___ Data for this exercise ___
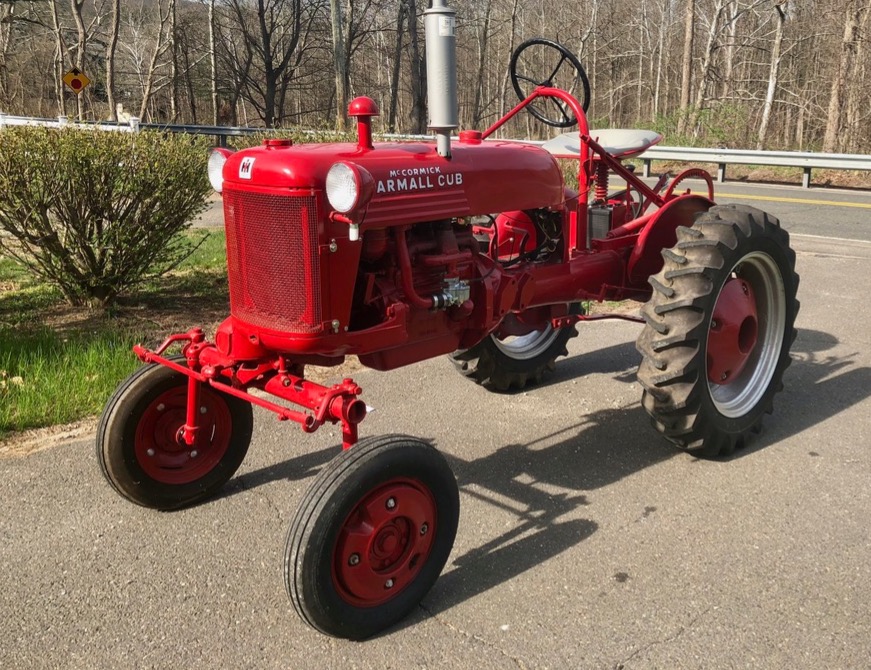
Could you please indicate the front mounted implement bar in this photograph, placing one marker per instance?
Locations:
(206, 365)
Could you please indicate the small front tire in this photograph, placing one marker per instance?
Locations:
(139, 446)
(371, 536)
(511, 363)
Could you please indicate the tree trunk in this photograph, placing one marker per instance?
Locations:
(173, 62)
(59, 50)
(418, 73)
(854, 107)
(159, 49)
(773, 74)
(686, 66)
(394, 74)
(81, 46)
(831, 140)
(213, 64)
(114, 29)
(340, 62)
(483, 37)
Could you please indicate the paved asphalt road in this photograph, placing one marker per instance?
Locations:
(585, 540)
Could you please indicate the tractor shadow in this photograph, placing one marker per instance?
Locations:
(546, 482)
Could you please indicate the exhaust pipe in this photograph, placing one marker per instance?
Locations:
(441, 73)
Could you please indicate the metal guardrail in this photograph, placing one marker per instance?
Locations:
(720, 157)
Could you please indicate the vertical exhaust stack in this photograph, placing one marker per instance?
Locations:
(441, 73)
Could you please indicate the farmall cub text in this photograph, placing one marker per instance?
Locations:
(398, 252)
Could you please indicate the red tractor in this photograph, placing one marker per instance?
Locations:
(400, 251)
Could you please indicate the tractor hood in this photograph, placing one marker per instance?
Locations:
(412, 182)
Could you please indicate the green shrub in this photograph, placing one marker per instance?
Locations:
(96, 213)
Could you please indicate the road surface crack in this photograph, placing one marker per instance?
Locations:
(620, 665)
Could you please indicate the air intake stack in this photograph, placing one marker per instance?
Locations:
(441, 73)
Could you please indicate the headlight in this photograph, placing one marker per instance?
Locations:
(342, 187)
(217, 158)
(349, 187)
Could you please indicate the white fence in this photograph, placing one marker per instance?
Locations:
(719, 157)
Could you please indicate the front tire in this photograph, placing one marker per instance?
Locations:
(371, 536)
(719, 328)
(512, 363)
(138, 444)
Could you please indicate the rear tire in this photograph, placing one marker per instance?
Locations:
(138, 446)
(720, 324)
(513, 363)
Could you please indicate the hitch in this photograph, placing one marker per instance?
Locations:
(206, 365)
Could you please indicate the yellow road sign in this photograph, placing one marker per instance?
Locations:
(76, 80)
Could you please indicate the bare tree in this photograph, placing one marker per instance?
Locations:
(686, 64)
(114, 31)
(852, 14)
(773, 73)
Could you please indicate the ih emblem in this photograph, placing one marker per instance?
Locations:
(246, 167)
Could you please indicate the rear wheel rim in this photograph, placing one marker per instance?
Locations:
(384, 543)
(758, 337)
(162, 453)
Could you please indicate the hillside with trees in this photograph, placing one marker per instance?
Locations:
(740, 73)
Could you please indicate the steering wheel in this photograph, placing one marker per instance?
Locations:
(537, 55)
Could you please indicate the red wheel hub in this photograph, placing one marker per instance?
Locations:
(384, 543)
(162, 453)
(733, 333)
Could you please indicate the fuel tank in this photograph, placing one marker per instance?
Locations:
(412, 182)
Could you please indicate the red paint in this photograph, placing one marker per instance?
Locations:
(159, 445)
(412, 282)
(384, 543)
(733, 333)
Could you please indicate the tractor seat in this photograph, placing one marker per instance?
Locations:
(619, 142)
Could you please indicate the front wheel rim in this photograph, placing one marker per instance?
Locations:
(738, 381)
(384, 543)
(525, 347)
(159, 448)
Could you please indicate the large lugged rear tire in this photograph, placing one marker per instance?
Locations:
(512, 363)
(720, 324)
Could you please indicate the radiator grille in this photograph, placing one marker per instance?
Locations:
(272, 260)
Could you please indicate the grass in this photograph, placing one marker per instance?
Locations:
(47, 378)
(60, 364)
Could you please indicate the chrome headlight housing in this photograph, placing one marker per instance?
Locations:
(217, 157)
(349, 187)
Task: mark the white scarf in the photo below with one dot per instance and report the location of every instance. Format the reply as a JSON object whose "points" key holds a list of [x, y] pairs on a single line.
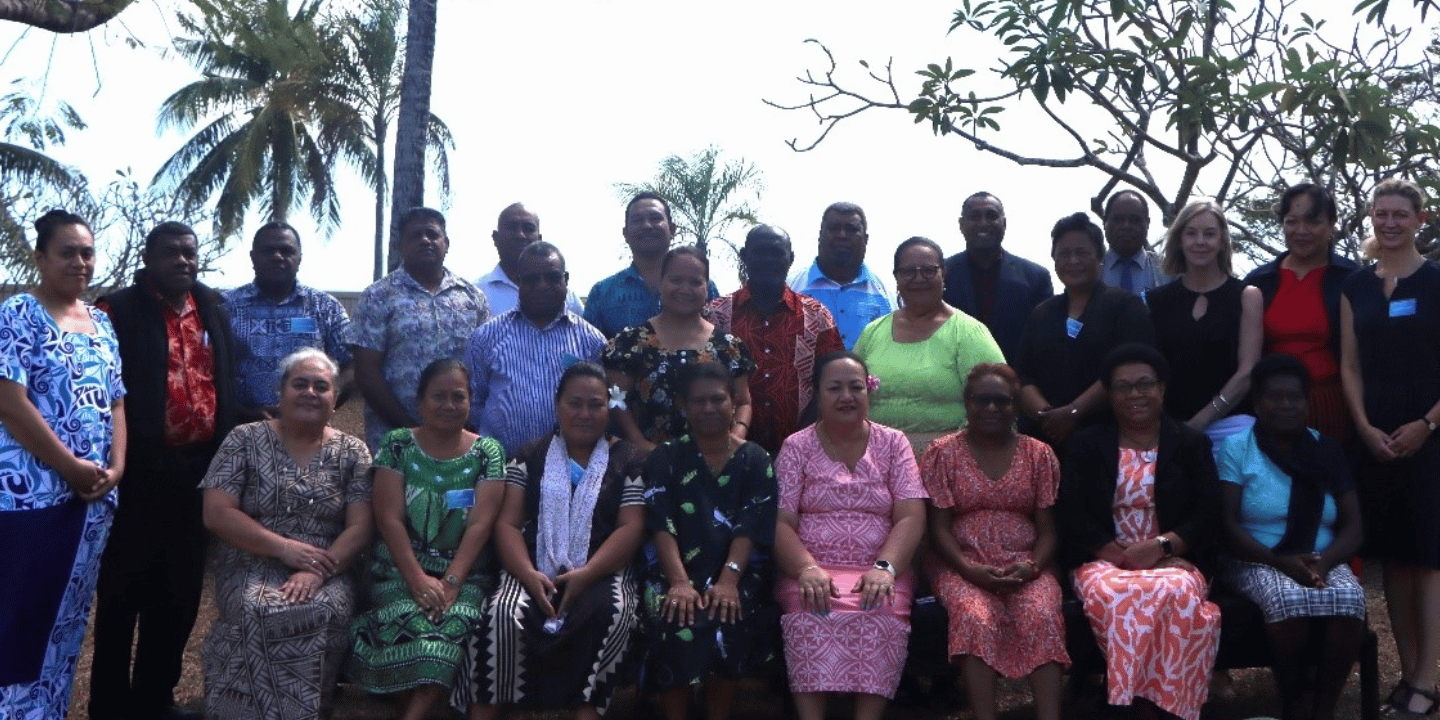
___
The response is to contain exactly the lines from the beginning of the data through the line containing "Could you please indicate the tree", both ends included, and nothing else; omit the pictures.

Exercise response:
Could you please indicate the front mounted implement bar in this photograph, placing one marker per instance?
Locations:
(206, 365)
Could you please indicate the small front tire in this photograph, placing one marker per instance?
Locations:
(139, 446)
(371, 536)
(511, 363)
Could you please indicate the tree trunk in this photograph, placing one marker per instance?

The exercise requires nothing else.